▶ [WHAT YOU NEED TO DO]
Copy the items below verbatim, beginning with the line that contains "Annotate the purple-red" and ending after the line that contains "column 1197, row 209".

▶ [RECORDS TO PROCESS]
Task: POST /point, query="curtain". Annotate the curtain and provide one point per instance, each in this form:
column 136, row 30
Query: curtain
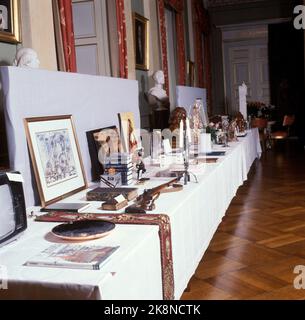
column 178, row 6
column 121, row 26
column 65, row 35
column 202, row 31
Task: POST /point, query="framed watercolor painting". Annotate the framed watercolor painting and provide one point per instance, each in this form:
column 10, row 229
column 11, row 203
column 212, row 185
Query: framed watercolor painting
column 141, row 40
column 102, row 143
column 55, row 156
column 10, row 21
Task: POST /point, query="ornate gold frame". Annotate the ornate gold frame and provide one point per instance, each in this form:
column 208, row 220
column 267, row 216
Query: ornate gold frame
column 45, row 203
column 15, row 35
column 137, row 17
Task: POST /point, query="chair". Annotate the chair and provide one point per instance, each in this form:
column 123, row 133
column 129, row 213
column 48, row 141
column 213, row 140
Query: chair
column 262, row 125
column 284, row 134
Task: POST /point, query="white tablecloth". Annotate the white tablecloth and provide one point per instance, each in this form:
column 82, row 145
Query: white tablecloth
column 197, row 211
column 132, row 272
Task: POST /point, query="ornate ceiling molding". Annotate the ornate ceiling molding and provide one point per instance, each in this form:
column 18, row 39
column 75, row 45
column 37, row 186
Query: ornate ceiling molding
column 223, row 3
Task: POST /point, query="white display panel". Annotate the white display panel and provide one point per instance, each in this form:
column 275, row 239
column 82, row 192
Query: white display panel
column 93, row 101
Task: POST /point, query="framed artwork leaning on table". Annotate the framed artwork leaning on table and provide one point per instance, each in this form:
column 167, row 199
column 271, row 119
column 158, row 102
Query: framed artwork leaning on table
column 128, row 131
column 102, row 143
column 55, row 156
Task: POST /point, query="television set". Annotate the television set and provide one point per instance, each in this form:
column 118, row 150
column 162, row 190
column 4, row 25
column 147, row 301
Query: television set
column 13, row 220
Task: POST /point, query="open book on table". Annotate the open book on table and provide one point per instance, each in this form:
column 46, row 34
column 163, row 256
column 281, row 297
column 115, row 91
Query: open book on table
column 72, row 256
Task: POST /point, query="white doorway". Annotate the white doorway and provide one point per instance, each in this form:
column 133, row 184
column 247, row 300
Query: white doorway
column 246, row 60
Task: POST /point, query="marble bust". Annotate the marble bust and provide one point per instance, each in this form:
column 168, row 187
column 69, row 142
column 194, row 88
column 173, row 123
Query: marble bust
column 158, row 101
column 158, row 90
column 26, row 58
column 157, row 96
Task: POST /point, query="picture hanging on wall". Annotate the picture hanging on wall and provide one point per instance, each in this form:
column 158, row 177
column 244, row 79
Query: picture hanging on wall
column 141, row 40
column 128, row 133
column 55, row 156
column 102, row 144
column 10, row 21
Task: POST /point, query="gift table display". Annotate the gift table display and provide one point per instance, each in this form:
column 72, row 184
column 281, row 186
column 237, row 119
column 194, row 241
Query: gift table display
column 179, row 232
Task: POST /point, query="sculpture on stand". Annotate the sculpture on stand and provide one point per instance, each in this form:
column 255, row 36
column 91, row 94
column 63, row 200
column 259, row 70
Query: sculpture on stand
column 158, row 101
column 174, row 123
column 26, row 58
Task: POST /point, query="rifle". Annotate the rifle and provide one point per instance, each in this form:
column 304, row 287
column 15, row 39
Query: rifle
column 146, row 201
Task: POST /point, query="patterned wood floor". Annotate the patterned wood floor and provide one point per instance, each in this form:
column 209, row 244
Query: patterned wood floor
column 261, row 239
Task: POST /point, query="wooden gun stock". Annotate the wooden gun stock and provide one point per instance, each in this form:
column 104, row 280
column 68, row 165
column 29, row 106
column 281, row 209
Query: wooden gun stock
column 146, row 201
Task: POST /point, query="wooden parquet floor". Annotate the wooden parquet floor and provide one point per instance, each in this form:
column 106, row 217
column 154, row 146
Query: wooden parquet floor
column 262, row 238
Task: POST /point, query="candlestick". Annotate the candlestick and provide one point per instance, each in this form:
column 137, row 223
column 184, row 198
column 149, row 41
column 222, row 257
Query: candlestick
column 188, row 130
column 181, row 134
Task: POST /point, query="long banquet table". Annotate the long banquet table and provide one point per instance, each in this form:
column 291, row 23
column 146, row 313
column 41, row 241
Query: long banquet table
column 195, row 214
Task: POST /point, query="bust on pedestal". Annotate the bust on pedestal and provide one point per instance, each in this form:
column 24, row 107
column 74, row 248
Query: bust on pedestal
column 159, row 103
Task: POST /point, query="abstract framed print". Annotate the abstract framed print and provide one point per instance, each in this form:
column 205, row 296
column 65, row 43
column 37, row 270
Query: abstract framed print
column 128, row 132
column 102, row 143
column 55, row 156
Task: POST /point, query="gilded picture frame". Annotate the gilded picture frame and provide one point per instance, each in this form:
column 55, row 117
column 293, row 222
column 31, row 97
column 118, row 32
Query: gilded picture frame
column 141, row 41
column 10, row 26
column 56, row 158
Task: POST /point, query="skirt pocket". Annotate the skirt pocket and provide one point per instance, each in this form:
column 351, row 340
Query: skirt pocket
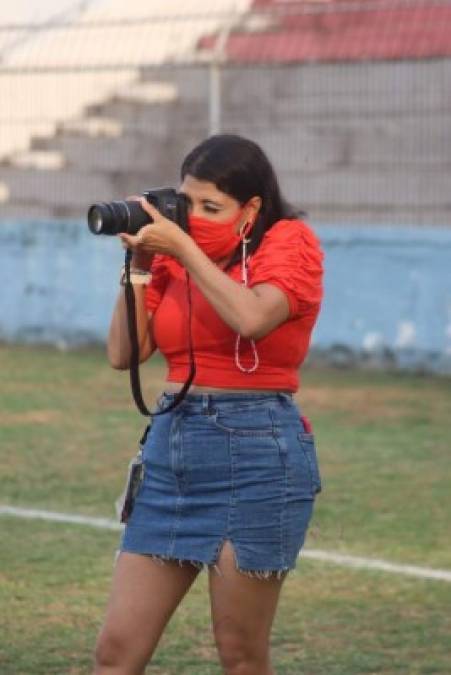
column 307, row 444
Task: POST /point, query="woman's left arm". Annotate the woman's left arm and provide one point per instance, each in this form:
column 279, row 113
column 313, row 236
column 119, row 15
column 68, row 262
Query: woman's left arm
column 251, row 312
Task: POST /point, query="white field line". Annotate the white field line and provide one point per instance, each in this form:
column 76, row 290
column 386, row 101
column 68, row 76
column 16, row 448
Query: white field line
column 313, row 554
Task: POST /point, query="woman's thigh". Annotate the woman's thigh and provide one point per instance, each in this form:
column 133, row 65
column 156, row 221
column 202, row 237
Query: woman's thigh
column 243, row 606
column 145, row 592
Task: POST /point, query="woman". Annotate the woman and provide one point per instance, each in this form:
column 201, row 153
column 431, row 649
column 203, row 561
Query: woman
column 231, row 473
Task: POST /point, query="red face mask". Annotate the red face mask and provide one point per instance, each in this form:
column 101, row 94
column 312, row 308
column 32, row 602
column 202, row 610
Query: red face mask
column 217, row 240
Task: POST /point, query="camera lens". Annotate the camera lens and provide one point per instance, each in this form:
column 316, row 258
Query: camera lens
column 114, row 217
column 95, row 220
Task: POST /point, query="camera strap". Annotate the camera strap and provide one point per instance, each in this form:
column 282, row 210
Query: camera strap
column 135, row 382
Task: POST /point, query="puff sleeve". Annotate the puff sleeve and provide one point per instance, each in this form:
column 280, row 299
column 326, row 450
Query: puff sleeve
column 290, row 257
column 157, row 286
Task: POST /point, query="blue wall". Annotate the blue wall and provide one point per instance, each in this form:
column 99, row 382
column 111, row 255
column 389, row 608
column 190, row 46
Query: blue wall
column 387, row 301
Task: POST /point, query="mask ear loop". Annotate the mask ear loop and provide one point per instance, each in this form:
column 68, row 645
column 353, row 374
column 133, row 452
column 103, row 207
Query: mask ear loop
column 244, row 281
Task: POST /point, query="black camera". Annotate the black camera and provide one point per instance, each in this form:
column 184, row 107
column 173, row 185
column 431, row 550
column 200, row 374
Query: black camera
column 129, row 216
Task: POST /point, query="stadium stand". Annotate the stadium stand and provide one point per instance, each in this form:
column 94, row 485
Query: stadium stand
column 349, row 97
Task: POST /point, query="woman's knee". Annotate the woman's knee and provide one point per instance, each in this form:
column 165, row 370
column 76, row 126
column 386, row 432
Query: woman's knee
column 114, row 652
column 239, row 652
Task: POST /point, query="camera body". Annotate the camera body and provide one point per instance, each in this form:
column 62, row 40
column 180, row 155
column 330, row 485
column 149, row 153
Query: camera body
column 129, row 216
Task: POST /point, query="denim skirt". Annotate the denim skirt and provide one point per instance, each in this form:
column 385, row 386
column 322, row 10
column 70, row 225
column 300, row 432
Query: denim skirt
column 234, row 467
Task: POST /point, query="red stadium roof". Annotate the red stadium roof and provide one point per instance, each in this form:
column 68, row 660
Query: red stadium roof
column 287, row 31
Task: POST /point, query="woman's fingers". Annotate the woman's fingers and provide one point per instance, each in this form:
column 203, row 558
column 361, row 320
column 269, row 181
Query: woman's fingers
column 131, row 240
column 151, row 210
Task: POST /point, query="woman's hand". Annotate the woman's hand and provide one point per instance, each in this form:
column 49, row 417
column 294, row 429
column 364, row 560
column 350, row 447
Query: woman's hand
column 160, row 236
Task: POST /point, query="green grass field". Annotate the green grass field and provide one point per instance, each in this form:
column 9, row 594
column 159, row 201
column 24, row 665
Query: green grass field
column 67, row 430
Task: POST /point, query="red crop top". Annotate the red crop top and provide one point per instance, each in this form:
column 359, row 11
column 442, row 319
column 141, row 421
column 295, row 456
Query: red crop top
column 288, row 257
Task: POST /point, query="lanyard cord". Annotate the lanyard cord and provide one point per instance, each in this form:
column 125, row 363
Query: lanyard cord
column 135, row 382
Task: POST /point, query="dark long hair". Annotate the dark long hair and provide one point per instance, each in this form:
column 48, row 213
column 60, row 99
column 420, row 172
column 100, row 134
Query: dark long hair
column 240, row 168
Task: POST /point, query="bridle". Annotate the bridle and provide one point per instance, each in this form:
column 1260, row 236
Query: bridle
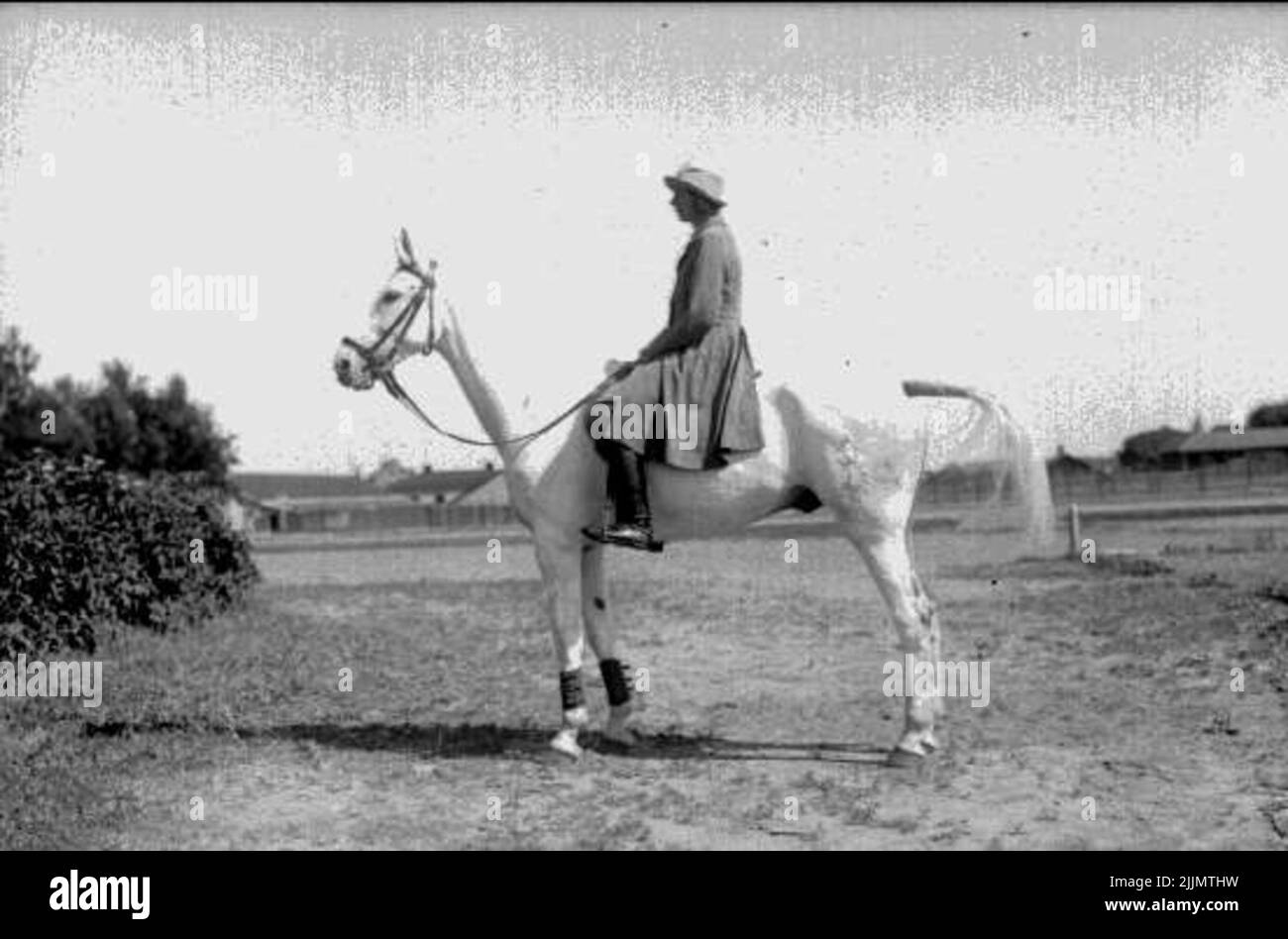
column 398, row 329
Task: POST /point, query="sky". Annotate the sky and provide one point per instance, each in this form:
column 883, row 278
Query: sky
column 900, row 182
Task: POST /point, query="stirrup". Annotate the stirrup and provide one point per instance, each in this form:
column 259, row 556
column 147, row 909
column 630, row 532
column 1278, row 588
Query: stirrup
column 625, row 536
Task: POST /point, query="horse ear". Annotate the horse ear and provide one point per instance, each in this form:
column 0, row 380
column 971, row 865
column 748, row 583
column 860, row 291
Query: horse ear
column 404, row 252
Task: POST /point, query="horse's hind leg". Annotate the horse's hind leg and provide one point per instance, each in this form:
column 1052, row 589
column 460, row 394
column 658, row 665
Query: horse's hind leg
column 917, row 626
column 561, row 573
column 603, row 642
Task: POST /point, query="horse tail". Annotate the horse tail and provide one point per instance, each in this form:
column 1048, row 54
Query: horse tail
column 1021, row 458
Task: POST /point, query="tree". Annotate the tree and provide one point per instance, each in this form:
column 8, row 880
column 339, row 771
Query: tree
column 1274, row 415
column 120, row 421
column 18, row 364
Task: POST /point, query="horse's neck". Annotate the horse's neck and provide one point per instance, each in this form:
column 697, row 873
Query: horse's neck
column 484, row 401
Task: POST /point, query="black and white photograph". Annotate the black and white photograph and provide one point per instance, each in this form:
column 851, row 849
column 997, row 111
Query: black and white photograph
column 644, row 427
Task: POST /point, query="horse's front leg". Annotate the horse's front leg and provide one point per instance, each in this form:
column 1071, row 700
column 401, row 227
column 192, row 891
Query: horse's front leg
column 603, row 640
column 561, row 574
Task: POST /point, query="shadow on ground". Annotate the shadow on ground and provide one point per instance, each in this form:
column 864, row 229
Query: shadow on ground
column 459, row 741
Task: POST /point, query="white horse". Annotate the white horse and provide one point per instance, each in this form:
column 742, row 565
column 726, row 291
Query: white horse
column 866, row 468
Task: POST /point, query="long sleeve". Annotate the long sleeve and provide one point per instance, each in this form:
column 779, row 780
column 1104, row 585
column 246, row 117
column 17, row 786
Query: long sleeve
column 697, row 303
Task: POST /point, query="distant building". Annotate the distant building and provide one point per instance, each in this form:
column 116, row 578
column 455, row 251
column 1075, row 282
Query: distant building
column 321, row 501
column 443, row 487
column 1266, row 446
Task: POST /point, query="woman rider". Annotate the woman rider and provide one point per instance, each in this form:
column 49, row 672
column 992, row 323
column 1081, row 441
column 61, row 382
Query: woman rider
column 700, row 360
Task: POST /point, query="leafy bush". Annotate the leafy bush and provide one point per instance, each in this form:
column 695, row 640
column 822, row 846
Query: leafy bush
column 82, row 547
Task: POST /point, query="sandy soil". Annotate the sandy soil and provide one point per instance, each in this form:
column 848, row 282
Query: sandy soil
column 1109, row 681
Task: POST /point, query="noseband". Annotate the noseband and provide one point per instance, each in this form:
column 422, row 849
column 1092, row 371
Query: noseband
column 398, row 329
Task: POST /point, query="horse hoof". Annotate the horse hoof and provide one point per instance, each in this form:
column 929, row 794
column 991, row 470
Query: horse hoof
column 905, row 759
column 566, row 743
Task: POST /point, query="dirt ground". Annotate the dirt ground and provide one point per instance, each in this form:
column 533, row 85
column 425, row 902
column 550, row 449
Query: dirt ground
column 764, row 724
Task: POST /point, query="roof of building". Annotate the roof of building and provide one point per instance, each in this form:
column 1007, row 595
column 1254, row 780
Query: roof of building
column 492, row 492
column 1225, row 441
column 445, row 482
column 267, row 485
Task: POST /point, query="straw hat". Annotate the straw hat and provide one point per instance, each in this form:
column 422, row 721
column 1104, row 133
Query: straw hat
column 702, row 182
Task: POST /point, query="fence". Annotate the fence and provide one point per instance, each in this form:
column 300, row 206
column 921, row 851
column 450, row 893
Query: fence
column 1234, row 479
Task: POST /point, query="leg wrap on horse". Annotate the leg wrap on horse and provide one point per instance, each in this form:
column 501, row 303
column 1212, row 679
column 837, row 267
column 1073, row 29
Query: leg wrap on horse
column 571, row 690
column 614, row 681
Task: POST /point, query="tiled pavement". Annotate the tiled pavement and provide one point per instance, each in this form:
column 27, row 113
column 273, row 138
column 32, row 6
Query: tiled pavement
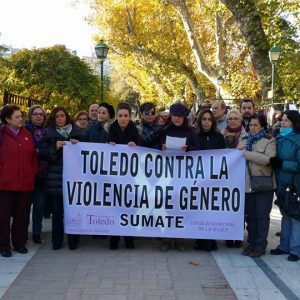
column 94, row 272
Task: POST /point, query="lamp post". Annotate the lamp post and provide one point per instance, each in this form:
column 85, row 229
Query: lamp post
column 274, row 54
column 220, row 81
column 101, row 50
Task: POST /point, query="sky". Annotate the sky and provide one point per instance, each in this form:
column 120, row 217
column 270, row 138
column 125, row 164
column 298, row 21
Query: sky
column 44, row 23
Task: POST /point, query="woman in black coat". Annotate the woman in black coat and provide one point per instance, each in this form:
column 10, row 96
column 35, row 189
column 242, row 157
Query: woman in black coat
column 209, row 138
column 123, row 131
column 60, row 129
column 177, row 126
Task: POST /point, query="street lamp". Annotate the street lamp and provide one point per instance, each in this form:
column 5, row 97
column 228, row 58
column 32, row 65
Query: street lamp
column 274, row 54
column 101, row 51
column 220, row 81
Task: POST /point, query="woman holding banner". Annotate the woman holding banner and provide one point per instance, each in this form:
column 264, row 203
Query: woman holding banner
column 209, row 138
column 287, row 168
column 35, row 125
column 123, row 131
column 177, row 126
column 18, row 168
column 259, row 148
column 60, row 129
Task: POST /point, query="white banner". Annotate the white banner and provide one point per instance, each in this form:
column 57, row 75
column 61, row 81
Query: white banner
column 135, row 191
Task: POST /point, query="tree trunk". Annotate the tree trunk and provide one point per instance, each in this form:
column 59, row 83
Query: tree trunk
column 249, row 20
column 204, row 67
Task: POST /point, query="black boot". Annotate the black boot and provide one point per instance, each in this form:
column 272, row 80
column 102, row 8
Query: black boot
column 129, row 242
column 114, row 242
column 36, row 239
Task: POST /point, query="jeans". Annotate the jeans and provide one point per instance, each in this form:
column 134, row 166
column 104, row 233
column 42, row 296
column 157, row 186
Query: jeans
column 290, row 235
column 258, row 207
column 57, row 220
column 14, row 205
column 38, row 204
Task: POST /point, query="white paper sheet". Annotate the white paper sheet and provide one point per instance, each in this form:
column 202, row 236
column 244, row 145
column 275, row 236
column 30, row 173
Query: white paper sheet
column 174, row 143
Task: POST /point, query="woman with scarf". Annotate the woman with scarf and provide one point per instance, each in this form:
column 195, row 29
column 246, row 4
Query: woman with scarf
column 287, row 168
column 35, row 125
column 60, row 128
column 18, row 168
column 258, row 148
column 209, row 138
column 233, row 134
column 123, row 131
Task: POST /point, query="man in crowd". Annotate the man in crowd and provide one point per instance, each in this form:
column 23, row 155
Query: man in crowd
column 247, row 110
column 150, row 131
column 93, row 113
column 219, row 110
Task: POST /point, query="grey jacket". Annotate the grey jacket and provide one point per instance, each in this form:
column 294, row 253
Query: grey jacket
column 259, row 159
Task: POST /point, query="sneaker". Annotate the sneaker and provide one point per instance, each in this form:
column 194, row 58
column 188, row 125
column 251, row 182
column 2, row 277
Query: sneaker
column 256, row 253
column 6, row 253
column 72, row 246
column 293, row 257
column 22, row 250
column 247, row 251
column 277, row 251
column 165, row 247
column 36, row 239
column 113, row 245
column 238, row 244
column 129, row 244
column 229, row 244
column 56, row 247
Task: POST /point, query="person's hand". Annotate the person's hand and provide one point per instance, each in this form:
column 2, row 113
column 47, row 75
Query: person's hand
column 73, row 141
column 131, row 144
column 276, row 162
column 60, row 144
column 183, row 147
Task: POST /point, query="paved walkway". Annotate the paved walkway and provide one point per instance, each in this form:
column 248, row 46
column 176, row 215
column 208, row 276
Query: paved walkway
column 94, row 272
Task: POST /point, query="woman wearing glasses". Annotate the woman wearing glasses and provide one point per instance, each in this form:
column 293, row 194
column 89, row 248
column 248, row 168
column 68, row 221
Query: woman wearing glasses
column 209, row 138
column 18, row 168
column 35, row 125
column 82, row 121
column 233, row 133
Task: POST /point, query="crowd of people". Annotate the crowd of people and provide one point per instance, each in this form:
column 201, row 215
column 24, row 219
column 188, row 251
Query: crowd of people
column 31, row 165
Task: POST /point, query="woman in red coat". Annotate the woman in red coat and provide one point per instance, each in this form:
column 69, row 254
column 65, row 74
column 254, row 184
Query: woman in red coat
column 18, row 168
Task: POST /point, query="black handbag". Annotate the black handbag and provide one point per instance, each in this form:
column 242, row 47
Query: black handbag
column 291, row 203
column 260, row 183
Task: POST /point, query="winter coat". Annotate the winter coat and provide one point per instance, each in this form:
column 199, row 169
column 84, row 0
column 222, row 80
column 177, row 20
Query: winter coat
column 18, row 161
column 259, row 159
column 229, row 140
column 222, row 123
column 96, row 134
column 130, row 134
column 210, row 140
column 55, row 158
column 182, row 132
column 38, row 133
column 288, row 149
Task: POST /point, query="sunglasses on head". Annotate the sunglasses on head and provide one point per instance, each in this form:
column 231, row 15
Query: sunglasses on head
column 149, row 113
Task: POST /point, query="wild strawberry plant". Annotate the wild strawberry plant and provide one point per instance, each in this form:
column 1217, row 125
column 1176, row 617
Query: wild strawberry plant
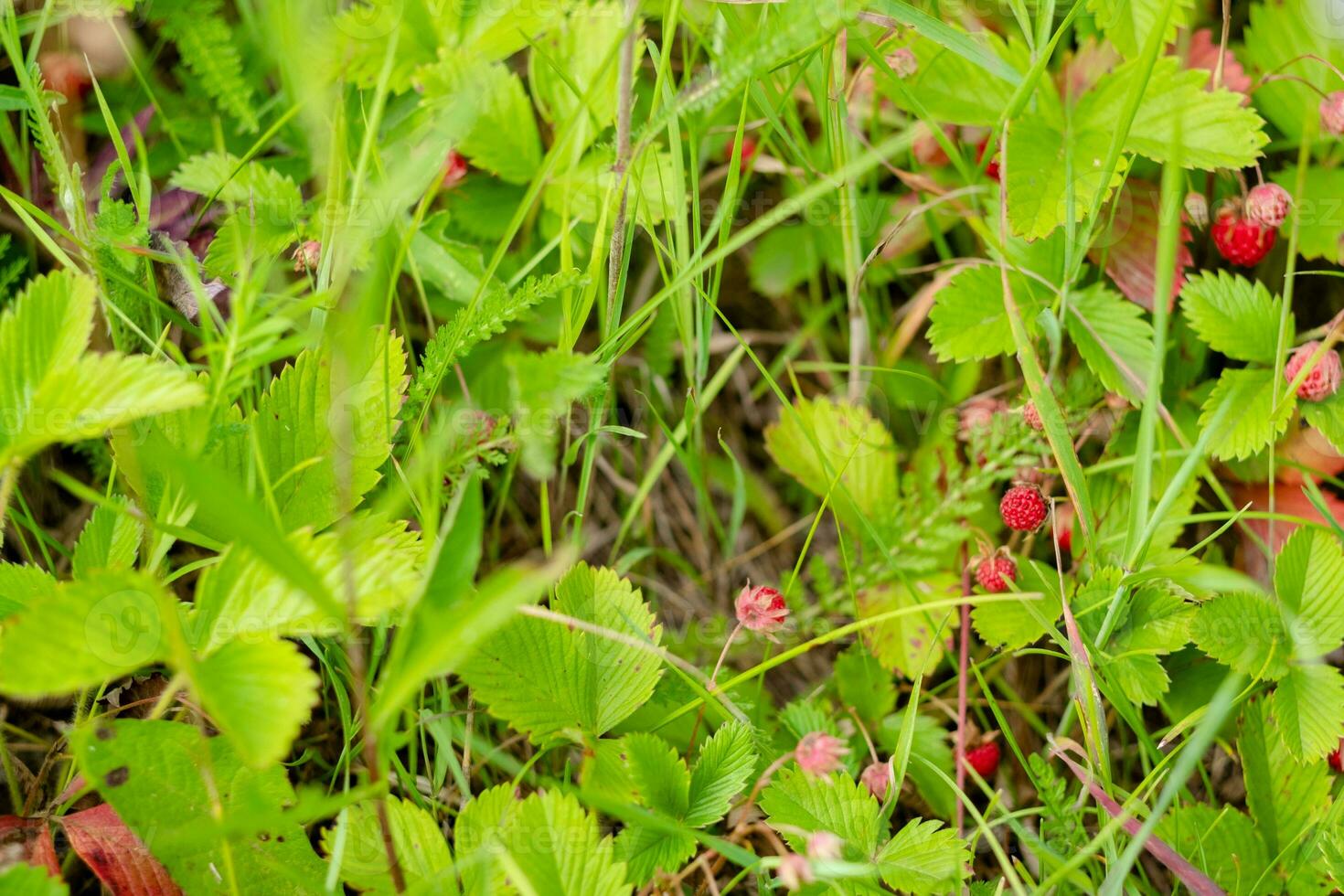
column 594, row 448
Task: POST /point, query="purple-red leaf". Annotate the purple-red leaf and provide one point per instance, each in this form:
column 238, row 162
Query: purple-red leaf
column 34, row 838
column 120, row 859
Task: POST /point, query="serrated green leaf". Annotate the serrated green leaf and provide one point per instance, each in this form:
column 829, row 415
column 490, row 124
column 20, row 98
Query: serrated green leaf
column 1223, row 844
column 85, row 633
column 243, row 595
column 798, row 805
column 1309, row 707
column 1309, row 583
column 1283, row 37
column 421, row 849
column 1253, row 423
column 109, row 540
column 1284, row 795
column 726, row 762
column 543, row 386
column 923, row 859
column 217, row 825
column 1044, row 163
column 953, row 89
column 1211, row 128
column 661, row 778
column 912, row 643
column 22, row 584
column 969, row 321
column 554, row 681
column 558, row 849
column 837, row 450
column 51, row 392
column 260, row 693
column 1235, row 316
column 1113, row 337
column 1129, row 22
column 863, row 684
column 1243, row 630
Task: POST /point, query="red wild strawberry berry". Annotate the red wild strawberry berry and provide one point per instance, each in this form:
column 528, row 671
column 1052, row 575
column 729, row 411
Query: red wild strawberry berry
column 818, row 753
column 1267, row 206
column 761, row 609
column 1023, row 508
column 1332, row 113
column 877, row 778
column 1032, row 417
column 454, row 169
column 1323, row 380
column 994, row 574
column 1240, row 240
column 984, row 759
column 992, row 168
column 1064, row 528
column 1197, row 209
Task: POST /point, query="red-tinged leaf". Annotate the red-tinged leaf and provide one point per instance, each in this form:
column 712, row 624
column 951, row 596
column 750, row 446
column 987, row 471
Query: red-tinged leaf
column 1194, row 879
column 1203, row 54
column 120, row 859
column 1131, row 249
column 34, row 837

▶ [FINAL RESULT]
Task: POST /point, query="purple-red leaf". Annotate the purple-red leaf and provide one point per instance, each in this form:
column 238, row 162
Query: purple-red leaf
column 34, row 838
column 120, row 859
Task: POST /point, query="serrated green leaf". Annotate the serrated green leaf and provide one point per instance, each in this form:
column 829, row 415
column 490, row 124
column 20, row 98
Query: serrated green leaf
column 1223, row 844
column 85, row 633
column 243, row 595
column 798, row 805
column 1309, row 707
column 1309, row 583
column 1283, row 37
column 421, row 849
column 1253, row 423
column 109, row 540
column 1284, row 795
column 726, row 762
column 543, row 386
column 923, row 859
column 217, row 825
column 1044, row 163
column 953, row 89
column 1211, row 128
column 661, row 778
column 912, row 643
column 22, row 584
column 969, row 321
column 554, row 681
column 558, row 849
column 837, row 450
column 51, row 392
column 260, row 693
column 1235, row 316
column 1113, row 337
column 1129, row 22
column 863, row 684
column 1243, row 630
Task: POST /point, query="red wild strawberry berry". Annotate the red wild strawberry berry and provide one point per instance, each in this form:
column 528, row 671
column 1052, row 575
column 729, row 411
Query: red wild strawberry berry
column 818, row 753
column 1267, row 206
column 761, row 609
column 1023, row 508
column 1332, row 113
column 877, row 778
column 1032, row 417
column 454, row 169
column 1323, row 380
column 994, row 574
column 1240, row 240
column 984, row 759
column 992, row 168
column 1064, row 528
column 1197, row 209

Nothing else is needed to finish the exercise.